─── Provided data ───

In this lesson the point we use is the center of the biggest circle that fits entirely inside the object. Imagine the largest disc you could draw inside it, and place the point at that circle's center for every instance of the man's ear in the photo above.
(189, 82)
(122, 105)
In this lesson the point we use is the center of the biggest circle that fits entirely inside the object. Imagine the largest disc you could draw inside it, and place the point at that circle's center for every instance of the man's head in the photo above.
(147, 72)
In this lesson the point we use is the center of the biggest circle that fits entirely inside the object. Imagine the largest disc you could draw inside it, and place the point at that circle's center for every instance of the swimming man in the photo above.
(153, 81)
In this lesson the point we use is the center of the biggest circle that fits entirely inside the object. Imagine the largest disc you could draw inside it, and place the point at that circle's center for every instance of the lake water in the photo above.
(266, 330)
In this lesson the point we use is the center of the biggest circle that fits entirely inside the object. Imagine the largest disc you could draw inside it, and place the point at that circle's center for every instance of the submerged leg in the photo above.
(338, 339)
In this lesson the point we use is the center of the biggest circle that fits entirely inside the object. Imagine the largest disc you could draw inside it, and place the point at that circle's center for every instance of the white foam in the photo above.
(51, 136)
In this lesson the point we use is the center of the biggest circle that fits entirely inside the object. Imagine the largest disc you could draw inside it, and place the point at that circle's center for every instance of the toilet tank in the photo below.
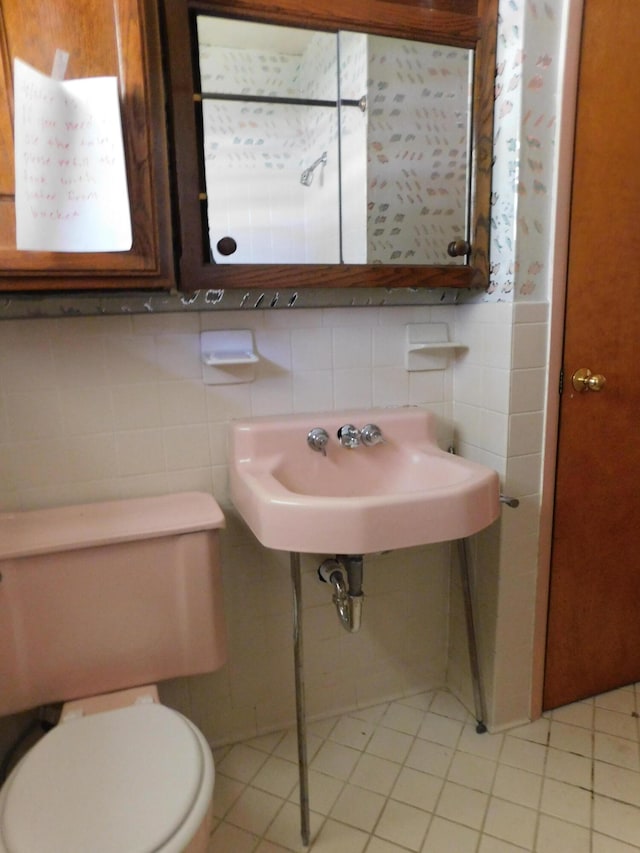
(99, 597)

───

Copy the items word for word, starting at the line that contains "the photo below." and continuing through the last of the items, with both ends included. Leave the pictures out of your answer.

▶ [Task response]
In this lesson the point we use is the center of the biggest circle that fits entirely inside the object. Imagine the largest disc you could draw inside it, and place the point at that circle's center for every instance of the toilet tank in the photo below.
(99, 597)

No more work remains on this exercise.